== What is being asked ==
How many lines of the records contain the word "face"? Give only the number.

[Stored entries]
================

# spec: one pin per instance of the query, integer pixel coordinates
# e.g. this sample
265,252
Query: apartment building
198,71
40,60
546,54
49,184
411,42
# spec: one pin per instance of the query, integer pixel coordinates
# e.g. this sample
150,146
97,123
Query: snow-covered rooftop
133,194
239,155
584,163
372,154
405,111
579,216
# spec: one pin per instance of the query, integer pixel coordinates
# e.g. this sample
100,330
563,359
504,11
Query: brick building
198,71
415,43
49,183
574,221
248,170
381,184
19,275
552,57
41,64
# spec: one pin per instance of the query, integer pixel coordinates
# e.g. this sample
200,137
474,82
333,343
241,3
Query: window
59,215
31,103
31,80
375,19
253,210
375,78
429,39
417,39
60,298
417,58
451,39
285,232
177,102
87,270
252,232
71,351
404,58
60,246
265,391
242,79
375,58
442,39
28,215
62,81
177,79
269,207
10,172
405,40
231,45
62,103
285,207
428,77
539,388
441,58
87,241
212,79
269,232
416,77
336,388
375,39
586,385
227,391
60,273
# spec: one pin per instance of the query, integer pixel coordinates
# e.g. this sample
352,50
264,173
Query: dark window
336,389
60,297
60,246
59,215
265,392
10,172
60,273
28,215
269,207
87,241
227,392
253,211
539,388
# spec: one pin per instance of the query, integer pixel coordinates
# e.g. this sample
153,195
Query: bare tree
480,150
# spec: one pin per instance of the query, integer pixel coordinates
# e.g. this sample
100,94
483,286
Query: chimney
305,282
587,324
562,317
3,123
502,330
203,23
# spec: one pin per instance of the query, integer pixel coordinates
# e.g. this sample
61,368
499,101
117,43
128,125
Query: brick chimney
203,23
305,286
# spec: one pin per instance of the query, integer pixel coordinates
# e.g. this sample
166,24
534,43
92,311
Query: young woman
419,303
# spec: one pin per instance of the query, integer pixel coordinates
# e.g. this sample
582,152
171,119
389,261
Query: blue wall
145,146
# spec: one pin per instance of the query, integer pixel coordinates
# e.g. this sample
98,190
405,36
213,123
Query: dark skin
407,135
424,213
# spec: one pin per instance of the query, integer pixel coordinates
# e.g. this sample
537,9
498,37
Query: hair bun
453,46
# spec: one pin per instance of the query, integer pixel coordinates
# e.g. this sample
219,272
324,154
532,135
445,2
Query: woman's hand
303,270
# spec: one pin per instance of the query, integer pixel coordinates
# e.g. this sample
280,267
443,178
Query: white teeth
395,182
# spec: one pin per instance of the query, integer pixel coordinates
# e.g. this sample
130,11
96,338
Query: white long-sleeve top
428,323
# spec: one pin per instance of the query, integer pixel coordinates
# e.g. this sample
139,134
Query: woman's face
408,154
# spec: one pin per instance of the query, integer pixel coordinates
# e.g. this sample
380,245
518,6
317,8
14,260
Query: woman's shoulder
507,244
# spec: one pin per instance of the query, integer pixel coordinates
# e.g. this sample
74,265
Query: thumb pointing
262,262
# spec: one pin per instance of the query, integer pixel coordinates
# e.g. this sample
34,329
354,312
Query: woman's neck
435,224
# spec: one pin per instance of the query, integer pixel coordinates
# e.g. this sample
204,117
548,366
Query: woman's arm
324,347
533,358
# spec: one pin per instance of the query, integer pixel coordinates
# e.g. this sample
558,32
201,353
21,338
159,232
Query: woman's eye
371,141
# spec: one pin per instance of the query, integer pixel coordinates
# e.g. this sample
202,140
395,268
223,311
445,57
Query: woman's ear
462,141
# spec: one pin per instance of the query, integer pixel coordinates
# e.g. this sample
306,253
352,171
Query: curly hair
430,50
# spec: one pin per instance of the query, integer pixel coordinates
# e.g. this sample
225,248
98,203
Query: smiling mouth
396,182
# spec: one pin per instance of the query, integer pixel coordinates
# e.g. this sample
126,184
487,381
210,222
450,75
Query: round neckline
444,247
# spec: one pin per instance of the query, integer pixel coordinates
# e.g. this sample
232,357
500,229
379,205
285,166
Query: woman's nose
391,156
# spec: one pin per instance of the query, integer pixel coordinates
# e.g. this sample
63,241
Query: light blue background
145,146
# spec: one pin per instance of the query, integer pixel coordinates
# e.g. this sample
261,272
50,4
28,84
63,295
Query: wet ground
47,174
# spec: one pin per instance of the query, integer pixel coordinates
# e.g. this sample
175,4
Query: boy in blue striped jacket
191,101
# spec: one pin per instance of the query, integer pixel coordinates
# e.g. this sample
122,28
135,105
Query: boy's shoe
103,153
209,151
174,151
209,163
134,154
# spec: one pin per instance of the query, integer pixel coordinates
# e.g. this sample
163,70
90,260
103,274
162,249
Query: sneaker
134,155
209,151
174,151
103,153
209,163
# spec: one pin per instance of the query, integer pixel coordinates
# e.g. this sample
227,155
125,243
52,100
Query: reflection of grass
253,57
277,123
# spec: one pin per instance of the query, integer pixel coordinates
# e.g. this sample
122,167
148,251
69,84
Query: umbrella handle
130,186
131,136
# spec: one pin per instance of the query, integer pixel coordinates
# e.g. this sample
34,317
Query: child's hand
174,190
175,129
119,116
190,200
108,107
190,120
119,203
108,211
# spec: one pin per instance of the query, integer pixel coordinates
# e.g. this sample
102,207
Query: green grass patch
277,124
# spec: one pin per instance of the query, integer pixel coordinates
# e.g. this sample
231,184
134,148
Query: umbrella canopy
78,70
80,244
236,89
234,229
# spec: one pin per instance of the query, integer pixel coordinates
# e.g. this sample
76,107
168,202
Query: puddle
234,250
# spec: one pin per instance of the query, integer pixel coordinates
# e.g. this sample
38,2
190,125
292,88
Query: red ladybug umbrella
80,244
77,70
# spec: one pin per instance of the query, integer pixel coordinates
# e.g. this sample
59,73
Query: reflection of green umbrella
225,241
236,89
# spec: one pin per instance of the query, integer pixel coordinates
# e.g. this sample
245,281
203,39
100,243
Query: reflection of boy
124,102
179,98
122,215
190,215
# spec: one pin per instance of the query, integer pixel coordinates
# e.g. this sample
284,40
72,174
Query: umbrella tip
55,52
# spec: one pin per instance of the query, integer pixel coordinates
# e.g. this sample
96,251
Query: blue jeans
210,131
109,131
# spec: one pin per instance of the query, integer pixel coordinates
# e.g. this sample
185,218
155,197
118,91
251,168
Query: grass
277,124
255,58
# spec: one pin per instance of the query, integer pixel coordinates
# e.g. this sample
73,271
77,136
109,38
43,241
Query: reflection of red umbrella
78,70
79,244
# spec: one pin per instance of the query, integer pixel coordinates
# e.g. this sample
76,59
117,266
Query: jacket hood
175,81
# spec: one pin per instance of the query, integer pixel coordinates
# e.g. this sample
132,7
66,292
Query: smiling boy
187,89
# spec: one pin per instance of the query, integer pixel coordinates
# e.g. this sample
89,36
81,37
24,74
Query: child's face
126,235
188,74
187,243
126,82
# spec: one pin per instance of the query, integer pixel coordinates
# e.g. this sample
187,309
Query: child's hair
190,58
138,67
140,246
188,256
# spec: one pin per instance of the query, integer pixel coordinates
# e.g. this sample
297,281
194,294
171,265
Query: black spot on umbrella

================

== Answer to the task ==
2